# dárselas de



## laurent797

bonjour a tous

si l'expression "dárselas de listo" signifie "se croire intelligent,
alors comment dit-on :

il se croie intelligent  :   (el) se dalas de listo ???
                                 (el) se le da de listo ???
                                 (el) se le da las de listo  ?????

muy muy complicado.....  gracias de antemano


----------



## lazarus1907

laurent797 said:


> (el) se *las* da de listo ???
> (el) se *las* da las de listo ?????


Siempre con "las". Es una locución fija:

Me las doy de ....
Te las das de ....
Se las da de ....
Nos las damos de ....
Os las dais de ....
Se las dan de ....

Puedes usarla también con otras palabras, y siempre significa "presumir de [algo]".


----------



## PERSEE

laurent797 said:


> bonjour a tous
> 
> si l'expression "dárselas de listo" signifie "se croire intelligent,
> alors comment dit-on :
> 
> il se croi*t* intelligent  :   (el) se dalas de listo ???
> (el) se le da de listo ???
> (el) se le da las de listo  ?????
> 
> muy muy complicado.....  gracias de antemano




Je me suis permis de te corriger.

Comme traduction, je propose aussi : "Faire le malin". (Un peu ce que je suis en train de faire en ce moment...)


----------



## Yrsinia

Lol là c'est moi qui me premets de te corriger, faire le malin se dit plutot "pasarse de listo"
 Bonne soirée


----------



## Yrsinia

Tu trouveras aussi "darsela a alguien" qui signifie litteralement rouler quelqu'un limite "enganar"


----------



## PERSEE

Yrsinia said:


> Lol là c'est moi qui me premets de te corriger, faire le malin se dit plutot "pasarse de listo"
> Bonne soirée



Vu !

(Je dois avouer que je m'étais lancé un peu témérairement...)


----------



## Yrsinia

Lol, j'apprends l'epagnole toute seule depuis environ 4 mois et c'etait ma leçon de la veille lol d'ou le fait de maitriser la question


----------



## SpiceMan

lazarus1907 said:


> Siempre con "las". Es una locución fija:
> 
> Me las doy de ....
> Te las das de ....
> Se las da de ....
> Nos las damos de ....
> Os las dais de ....
> Se las dan de ....

◆ Consigne
D'après le fil de discussion sur « dárselas de », pourquoi faut-il toujours employer « las » dans cette expression ?

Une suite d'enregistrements
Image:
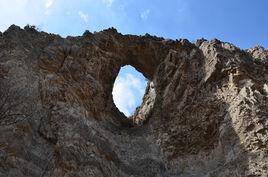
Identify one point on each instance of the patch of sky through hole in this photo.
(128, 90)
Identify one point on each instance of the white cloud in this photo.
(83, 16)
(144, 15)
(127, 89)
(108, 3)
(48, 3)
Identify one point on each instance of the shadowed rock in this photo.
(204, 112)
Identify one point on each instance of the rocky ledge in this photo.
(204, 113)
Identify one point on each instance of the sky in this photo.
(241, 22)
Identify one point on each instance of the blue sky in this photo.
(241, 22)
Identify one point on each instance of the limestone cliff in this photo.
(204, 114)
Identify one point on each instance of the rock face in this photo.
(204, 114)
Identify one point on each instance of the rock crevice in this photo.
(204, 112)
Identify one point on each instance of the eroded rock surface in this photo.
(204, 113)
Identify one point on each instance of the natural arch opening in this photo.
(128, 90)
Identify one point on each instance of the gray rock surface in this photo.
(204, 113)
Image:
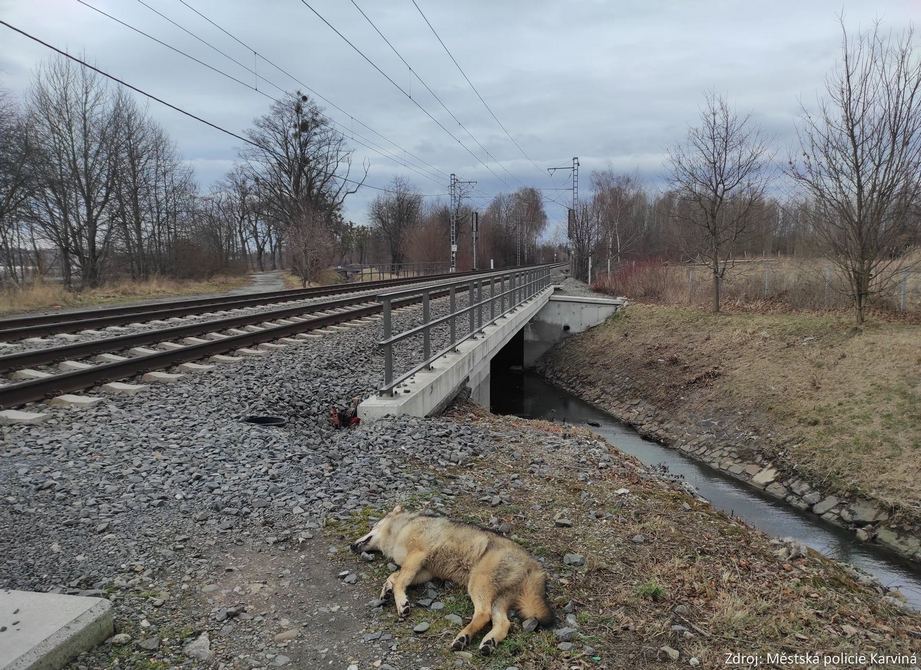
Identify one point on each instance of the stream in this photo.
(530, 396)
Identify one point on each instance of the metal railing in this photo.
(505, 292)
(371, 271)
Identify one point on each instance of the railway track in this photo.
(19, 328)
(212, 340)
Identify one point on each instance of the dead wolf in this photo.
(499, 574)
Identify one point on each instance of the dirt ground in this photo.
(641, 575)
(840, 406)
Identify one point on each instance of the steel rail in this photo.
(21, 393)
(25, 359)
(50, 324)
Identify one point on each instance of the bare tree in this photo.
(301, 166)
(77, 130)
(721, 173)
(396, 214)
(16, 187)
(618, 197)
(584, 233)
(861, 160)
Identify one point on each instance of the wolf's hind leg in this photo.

==

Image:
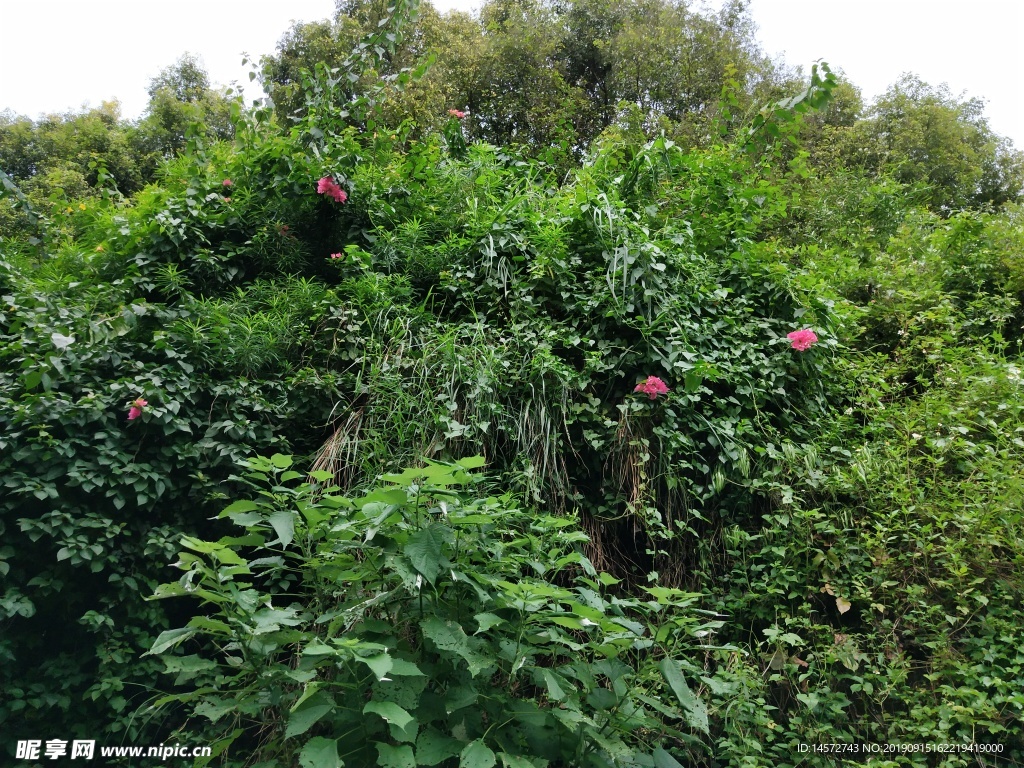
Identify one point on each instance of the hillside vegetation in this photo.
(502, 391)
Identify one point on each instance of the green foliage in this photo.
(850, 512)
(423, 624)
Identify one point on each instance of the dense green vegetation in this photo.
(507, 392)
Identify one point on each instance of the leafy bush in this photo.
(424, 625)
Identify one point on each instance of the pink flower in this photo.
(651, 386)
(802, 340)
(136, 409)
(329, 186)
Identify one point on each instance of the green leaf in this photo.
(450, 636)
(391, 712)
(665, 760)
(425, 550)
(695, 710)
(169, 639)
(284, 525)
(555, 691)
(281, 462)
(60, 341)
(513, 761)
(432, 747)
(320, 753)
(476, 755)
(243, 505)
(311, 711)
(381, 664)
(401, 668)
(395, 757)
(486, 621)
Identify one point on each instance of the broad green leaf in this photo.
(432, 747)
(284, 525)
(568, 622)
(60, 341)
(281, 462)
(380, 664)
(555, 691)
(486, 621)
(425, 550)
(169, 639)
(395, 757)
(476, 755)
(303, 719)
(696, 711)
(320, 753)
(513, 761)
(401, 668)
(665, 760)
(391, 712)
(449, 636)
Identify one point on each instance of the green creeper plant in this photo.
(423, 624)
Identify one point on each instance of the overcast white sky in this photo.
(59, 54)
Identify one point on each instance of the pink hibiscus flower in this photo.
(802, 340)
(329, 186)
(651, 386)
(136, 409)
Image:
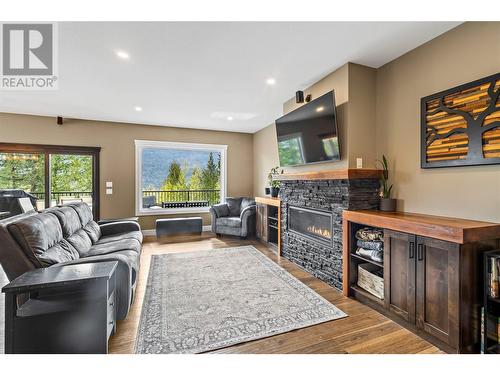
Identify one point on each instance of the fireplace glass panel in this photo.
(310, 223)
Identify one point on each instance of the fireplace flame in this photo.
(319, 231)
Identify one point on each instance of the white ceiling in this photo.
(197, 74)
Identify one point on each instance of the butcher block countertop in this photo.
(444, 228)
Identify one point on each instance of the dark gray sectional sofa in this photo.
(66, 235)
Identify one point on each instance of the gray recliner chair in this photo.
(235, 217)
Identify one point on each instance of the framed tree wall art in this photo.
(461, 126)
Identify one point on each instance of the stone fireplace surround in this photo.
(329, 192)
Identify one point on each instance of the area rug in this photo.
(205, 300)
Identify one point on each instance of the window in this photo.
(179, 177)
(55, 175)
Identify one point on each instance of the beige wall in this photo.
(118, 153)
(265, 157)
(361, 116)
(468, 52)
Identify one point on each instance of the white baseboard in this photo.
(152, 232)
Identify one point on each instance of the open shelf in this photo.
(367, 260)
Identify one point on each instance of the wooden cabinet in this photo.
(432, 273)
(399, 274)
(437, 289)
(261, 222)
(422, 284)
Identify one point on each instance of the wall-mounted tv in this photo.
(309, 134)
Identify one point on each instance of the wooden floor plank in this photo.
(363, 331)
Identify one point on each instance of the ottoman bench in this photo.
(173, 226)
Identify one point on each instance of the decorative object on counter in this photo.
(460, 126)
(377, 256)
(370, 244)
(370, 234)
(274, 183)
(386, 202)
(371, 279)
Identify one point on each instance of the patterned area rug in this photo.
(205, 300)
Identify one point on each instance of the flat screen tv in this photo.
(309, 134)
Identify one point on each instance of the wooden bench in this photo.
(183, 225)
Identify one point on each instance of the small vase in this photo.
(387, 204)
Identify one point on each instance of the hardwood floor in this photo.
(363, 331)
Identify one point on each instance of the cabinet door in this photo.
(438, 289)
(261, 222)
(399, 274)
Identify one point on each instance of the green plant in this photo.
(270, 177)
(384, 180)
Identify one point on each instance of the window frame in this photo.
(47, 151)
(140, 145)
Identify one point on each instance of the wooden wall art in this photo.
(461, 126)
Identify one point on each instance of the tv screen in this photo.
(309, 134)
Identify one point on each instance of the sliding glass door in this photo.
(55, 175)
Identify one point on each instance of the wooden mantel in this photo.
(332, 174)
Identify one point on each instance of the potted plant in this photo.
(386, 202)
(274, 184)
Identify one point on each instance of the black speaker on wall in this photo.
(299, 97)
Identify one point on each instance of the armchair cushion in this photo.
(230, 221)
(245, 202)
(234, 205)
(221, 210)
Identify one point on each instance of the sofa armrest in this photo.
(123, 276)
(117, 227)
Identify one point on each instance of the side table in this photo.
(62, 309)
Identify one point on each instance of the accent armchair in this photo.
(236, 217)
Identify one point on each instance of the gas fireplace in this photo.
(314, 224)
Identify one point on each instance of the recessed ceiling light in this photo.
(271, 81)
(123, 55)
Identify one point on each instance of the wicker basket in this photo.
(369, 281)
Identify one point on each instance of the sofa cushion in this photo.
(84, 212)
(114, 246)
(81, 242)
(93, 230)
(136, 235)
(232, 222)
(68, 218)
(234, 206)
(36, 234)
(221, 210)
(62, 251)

◆ Corrigé
Selon lazarus1907, il faut toujours employer « las » parce que « dárselas de » est une locution figée. On dit donc « se las da de listo », et on conjugue de la même façon : « me las doy de », « te las das de », « nos las damos de », etc.